Aim of the exercise: An exact copy of every entry is required, without the pictures.

Material shown:
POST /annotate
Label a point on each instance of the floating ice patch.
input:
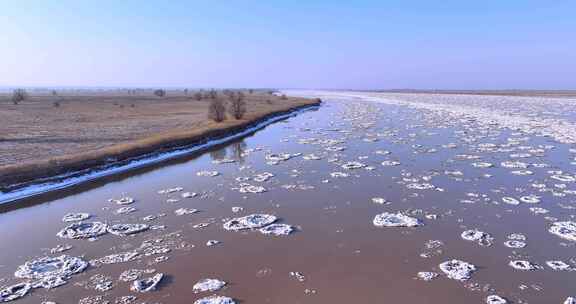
(494, 299)
(522, 172)
(474, 235)
(83, 230)
(558, 265)
(570, 300)
(189, 194)
(311, 157)
(211, 243)
(184, 211)
(564, 178)
(127, 229)
(14, 292)
(523, 265)
(75, 217)
(247, 188)
(426, 275)
(530, 199)
(395, 220)
(215, 300)
(115, 258)
(353, 165)
(126, 200)
(482, 165)
(565, 230)
(208, 285)
(514, 164)
(206, 173)
(125, 210)
(420, 186)
(237, 209)
(510, 200)
(514, 244)
(339, 174)
(148, 284)
(262, 177)
(170, 190)
(457, 270)
(277, 229)
(60, 248)
(538, 210)
(46, 267)
(49, 282)
(252, 221)
(379, 200)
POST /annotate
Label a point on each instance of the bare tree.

Completed exercise:
POST /annotate
Label a point on each instance of the floating ice patch.
input:
(494, 299)
(522, 172)
(474, 235)
(83, 230)
(558, 265)
(570, 300)
(189, 194)
(311, 157)
(211, 243)
(184, 211)
(564, 178)
(127, 229)
(14, 292)
(523, 265)
(75, 217)
(247, 188)
(426, 275)
(530, 199)
(395, 220)
(215, 300)
(115, 258)
(353, 165)
(126, 200)
(482, 165)
(565, 230)
(208, 285)
(514, 164)
(206, 173)
(125, 210)
(420, 186)
(237, 209)
(510, 200)
(514, 244)
(339, 174)
(148, 284)
(262, 177)
(170, 190)
(457, 270)
(277, 229)
(60, 248)
(538, 210)
(46, 267)
(49, 282)
(252, 221)
(379, 200)
POST /annotate
Label a point on each instance of the bare tree.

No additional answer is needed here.